TASK BRIEF:
For every entry, output the exact wording.
SUPPLIED DATA section start
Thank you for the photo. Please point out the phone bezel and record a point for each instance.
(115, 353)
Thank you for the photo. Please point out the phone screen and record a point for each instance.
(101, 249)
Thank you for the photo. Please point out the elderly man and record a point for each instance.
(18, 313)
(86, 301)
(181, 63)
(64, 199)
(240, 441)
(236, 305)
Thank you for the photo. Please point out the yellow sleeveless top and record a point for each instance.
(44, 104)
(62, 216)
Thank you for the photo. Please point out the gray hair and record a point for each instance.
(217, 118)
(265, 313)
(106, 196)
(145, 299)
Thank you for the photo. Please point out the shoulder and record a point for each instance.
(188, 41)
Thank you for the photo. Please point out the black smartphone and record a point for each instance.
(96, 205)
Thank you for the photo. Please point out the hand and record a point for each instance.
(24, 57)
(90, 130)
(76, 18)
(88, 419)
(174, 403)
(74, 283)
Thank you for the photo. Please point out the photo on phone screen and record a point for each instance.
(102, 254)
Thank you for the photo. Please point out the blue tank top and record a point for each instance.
SUPPLIED DATA section end
YOUR RESPONSE:
Thank you for the photo. Please point out the phone bezel and record a point for each instance.
(115, 353)
Thank you for the photo. Please point out the phone screen and record a point for each instance.
(101, 249)
Thank you for the photo. Please point out the elderly man and record a point for each instance.
(18, 313)
(86, 301)
(181, 63)
(64, 199)
(240, 441)
(236, 305)
Thank you for the photo. Please point out the yellow sleeveless top and record a point for each instance.
(44, 104)
(62, 216)
Thank you for the photo. Please point out the gray hair and record a point for each instance.
(217, 118)
(265, 313)
(106, 196)
(145, 299)
Thank you for the photo. Please point out the shoulder and record a point for each instance.
(188, 41)
Thank you for the photo. Please point out the black smartphone and record a point for each instance.
(96, 205)
Thank you for the photo. Please point out the hand and record a point for each instance.
(24, 57)
(90, 130)
(76, 18)
(88, 419)
(174, 403)
(74, 283)
Thank you for the photo. Please point out the photo on phone screen and record a point for each instance.
(102, 254)
Thank you for the photo. Please point out the blue tank top and record a point for each instance.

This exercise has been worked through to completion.